# Task statement
Reproduce every line of the items below verbatim, keeping each character, bracket, and space unchanged.

# Task inputs
────────────────────
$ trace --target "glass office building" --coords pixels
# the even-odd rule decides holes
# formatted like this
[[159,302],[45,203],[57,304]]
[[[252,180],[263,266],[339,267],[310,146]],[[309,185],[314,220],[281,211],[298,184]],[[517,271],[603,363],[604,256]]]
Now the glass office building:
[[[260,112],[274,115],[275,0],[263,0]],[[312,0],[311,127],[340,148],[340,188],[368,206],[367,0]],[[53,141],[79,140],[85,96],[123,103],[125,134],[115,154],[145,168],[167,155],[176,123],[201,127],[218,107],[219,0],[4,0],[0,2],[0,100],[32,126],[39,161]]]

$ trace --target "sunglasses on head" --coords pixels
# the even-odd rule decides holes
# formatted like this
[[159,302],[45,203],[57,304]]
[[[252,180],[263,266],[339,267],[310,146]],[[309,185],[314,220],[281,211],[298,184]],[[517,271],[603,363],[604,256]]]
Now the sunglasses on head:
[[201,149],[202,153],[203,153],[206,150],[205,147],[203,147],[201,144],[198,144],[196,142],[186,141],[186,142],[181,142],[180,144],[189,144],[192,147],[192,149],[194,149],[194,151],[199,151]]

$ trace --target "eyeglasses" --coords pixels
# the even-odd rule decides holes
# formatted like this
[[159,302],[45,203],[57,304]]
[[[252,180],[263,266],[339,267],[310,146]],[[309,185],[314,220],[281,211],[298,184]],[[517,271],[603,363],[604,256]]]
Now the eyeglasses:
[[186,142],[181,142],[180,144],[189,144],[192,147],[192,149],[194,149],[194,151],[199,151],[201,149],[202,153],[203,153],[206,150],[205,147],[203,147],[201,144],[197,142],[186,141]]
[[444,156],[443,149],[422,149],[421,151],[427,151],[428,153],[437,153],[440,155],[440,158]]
────────────────────
# Solution to the problem
$ trace --target "glass office building" --coords pixels
# the even-odd rule decides holes
# formatted like this
[[159,302],[45,203],[57,304]]
[[[252,180],[263,266],[339,267],[310,146]],[[309,185],[314,220],[281,211],[298,184]],[[517,271],[603,363],[604,256]]]
Now the glass office building:
[[[260,112],[274,115],[275,0],[263,0]],[[312,0],[311,127],[340,148],[340,188],[368,206],[367,0]],[[53,141],[79,140],[85,96],[123,103],[125,134],[115,154],[145,168],[167,155],[176,123],[201,127],[218,107],[219,0],[4,0],[0,2],[0,100],[32,126],[39,161]]]

$ trace --target "sunglasses on head" --coords pixels
# the even-odd rule decides holes
# formatted like this
[[159,302],[45,203],[57,304]]
[[[252,180],[263,266],[339,267],[310,146]],[[309,185],[314,220],[281,211],[298,184]],[[517,271],[603,363],[604,256]]]
Now the sunglasses on head:
[[201,149],[202,153],[203,153],[206,150],[205,147],[203,147],[201,144],[198,144],[196,142],[186,141],[186,142],[181,142],[180,144],[189,144],[192,147],[192,149],[194,149],[194,151],[199,151]]

$ trace --target "eyeglasses" --coords pixels
# the even-odd rule decides holes
# formatted like this
[[159,302],[45,203],[57,304]]
[[[252,180],[263,266],[339,267],[310,146]],[[309,185],[314,220],[281,211],[298,184]],[[517,271],[603,363],[604,256]]]
Now the eyeglasses:
[[186,142],[181,142],[180,144],[189,144],[192,147],[192,149],[194,149],[194,151],[199,151],[201,149],[202,153],[203,153],[206,150],[205,147],[203,147],[201,144],[197,142],[186,141]]
[[444,156],[443,149],[422,149],[421,151],[427,151],[428,153],[437,153],[440,155],[440,158]]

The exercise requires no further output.